* _Selected passage_:

%%

The mouth of Hezbollah chief Hassan Nasrallah hath spoken—and nothing useful came out

By David Daoud

The much-anticipated speech of Hezbollah’s talkative Secretary-General Hassan Nasrallah came and went on November 3. For all the hype drummed up by Hezbollah’s propaganda organs in the lead up to Nasrallah’s first address since the onset of the Gaza-Israel war on October 7, the speech turned out to be much ado about nothing; it was filled with the terror chieftain’s worn clichés, predictable threats, and tired rhetoric.

Careful observers of Hezbollah—particularly the terrorist group’s behavior since the onset of Lebanon’s economic collapse—will note that much of the content was entirely predictable. However, that predictability reveals much about Hezbollah’s current state and its constraints. It allows us—to the degree possible without powers of clairvoyance—to anticipate the group’s moves as the conflict between Israel and the coterie of Gaza-based terror organizations (operating as the Joint Operations Room of the Palestinian Resistance Factions) unfolds.

%%

* _Given information_:
%%

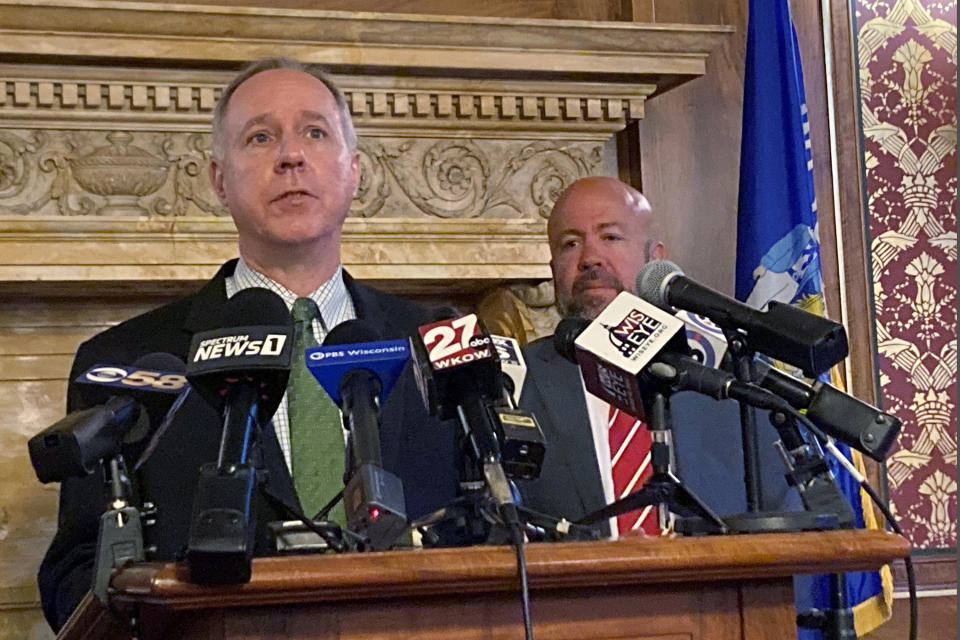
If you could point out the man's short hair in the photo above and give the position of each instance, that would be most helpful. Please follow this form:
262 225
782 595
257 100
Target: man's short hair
268 64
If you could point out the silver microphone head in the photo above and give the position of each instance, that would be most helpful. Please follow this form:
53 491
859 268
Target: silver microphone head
652 281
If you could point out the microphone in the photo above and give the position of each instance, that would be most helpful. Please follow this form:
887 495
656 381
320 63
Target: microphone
128 402
240 366
247 351
358 370
614 349
784 332
838 414
459 376
630 345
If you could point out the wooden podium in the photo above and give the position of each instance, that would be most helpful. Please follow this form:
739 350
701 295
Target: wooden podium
716 588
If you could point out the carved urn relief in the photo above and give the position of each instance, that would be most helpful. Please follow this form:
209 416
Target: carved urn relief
120 172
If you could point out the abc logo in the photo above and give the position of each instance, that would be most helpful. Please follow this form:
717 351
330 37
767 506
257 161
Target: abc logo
479 341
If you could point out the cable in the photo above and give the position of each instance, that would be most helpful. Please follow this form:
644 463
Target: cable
511 519
830 445
524 589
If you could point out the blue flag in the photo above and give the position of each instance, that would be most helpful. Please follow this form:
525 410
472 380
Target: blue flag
778 248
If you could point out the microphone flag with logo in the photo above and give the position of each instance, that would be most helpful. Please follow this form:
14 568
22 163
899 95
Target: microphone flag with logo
249 343
616 347
358 371
125 404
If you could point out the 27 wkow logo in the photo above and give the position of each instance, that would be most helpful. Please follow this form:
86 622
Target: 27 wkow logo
454 342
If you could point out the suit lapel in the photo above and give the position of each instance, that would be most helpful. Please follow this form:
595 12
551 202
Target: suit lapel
558 384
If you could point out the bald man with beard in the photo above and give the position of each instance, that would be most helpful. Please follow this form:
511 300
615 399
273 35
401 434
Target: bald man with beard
601 232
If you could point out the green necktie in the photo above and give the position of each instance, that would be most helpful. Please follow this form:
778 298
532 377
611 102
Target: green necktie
316 434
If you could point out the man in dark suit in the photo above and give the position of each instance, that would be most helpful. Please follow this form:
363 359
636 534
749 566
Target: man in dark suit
285 165
601 232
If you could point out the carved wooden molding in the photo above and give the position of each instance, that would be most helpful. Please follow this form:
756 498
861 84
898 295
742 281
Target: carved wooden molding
469 129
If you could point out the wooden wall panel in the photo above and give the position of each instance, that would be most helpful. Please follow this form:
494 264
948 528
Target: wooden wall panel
570 9
690 146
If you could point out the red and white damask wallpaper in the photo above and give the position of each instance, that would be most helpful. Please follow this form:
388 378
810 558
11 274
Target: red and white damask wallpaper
908 82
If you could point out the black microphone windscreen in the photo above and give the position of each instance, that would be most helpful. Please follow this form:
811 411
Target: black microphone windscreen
161 361
445 312
650 281
255 306
351 332
566 334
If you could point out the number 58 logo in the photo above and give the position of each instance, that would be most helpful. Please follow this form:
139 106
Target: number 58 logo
130 377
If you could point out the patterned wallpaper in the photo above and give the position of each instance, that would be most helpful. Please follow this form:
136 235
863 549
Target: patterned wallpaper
908 76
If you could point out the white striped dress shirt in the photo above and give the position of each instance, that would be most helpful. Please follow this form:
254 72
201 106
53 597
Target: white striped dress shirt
335 305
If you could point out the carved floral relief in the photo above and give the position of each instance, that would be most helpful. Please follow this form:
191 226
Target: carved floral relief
123 173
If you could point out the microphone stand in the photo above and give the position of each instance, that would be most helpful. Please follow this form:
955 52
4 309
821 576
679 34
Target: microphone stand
663 488
743 370
757 519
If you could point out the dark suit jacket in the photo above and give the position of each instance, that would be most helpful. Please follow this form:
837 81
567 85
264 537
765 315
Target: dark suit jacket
706 436
416 447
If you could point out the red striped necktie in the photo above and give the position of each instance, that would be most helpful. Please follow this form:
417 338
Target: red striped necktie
630 462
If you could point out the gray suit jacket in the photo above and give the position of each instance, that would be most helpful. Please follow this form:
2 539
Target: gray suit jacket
706 436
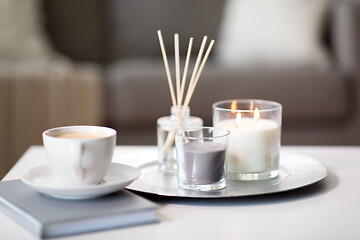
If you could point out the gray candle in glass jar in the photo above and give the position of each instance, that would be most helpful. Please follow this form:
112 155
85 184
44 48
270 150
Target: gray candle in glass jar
202 162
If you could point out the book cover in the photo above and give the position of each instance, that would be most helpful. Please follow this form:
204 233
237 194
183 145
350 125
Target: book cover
49 217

%%

* _Requests_:
#1 Update the passage on the Nasrallah speech from "The mouth of" to "and tired rhetoric.", putting "media outlets" in place of "propaganda organs".
#2 Locate each line of the records that contains the string "flag" and copy those lines.

* _Solutions for each task_:
#1
The mouth of Hezbollah chief Hassan Nasrallah hath spoken—and nothing useful came out

By David Daoud

The much-anticipated speech of Hezbollah’s talkative Secretary-General Hassan Nasrallah came and went on November 3. For all the hype drummed up by Hezbollah’s media outlets in the lead up to Nasrallah’s first address since the onset of the Gaza-Israel war on October 7, the speech turned out to be much ado about nothing; it was filled with the terror chieftain’s worn clichés, predictable threats, and tired rhetoric.

#2
If you could point out the blue flag in the photo above and give the position of each instance, that would be most helpful. Please follow this form:
Target: blue flag
If you could point out the microphone flag with logo in the photo above and give the position of each instance, that would be most helpful. Please follow this form:
Target: microphone flag with logo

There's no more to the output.